WORK REQUEST: Although the entries contain pictures, only their text goes into the copy, set down exactly.

MATERIAL TO PROCESS:
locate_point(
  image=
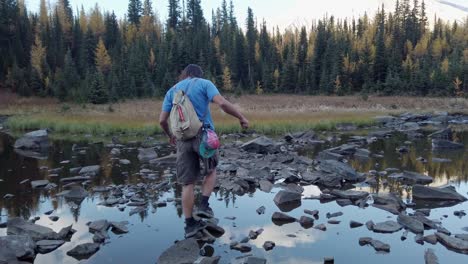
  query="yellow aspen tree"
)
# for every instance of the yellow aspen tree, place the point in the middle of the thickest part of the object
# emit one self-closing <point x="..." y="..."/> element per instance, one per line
<point x="103" y="60"/>
<point x="38" y="53"/>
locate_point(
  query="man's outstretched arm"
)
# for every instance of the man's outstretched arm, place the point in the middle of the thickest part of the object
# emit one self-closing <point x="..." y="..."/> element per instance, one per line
<point x="229" y="108"/>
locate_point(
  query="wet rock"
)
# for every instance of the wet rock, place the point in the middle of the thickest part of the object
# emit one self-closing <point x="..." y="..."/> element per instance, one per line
<point x="376" y="244"/>
<point x="261" y="145"/>
<point x="66" y="233"/>
<point x="266" y="186"/>
<point x="269" y="245"/>
<point x="54" y="218"/>
<point x="119" y="227"/>
<point x="306" y="222"/>
<point x="446" y="144"/>
<point x="388" y="202"/>
<point x="411" y="223"/>
<point x="18" y="226"/>
<point x="115" y="152"/>
<point x="146" y="154"/>
<point x="22" y="246"/>
<point x="340" y="169"/>
<point x="76" y="192"/>
<point x="214" y="229"/>
<point x="282" y="218"/>
<point x="332" y="215"/>
<point x="437" y="193"/>
<point x="462" y="236"/>
<point x="350" y="194"/>
<point x="411" y="177"/>
<point x="84" y="251"/>
<point x="430" y="257"/>
<point x="285" y="199"/>
<point x="98" y="226"/>
<point x="46" y="246"/>
<point x="354" y="224"/>
<point x="261" y="210"/>
<point x="431" y="239"/>
<point x="453" y="243"/>
<point x="370" y="225"/>
<point x="39" y="183"/>
<point x="241" y="247"/>
<point x="387" y="227"/>
<point x="90" y="170"/>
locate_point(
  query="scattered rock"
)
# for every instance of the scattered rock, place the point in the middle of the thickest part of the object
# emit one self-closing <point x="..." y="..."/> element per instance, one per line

RESPONSE AREA:
locate_point(
  image=
  query="yellow aspen tree"
)
# for every instance of the yellow aspen tree, place the point in the middle of the thickest part of the object
# emit one self-closing <point x="..." y="..."/> element per instance, one per line
<point x="103" y="60"/>
<point x="38" y="53"/>
locate_point(
  query="man's outstretched arm"
)
# for every instance of the man's outstretched arm, place the point in the middle of the thickest part of the object
# emit one self-closing <point x="..." y="..."/> element per instance, one per line
<point x="229" y="108"/>
locate_point(
  query="wet rock"
)
# for every instance of the wet rock, place the point in the middle of the thickest part of the object
# emit one self-closing <point x="..." y="..."/> element per instance, one per line
<point x="376" y="244"/>
<point x="261" y="145"/>
<point x="66" y="233"/>
<point x="266" y="186"/>
<point x="269" y="245"/>
<point x="54" y="218"/>
<point x="119" y="227"/>
<point x="306" y="222"/>
<point x="446" y="144"/>
<point x="388" y="202"/>
<point x="411" y="223"/>
<point x="18" y="226"/>
<point x="115" y="152"/>
<point x="146" y="154"/>
<point x="22" y="246"/>
<point x="340" y="169"/>
<point x="76" y="192"/>
<point x="214" y="229"/>
<point x="282" y="218"/>
<point x="332" y="215"/>
<point x="437" y="193"/>
<point x="462" y="236"/>
<point x="350" y="194"/>
<point x="411" y="177"/>
<point x="84" y="251"/>
<point x="430" y="257"/>
<point x="285" y="199"/>
<point x="98" y="226"/>
<point x="46" y="246"/>
<point x="354" y="224"/>
<point x="261" y="210"/>
<point x="431" y="239"/>
<point x="453" y="243"/>
<point x="370" y="225"/>
<point x="39" y="183"/>
<point x="241" y="247"/>
<point x="387" y="227"/>
<point x="90" y="170"/>
locate_point(
  query="scattered rock"
)
# for every instance of the scattered rock, place the point in the middle of the thickest part of the object
# emit one self-closing <point x="..." y="..."/> element per instance, one per line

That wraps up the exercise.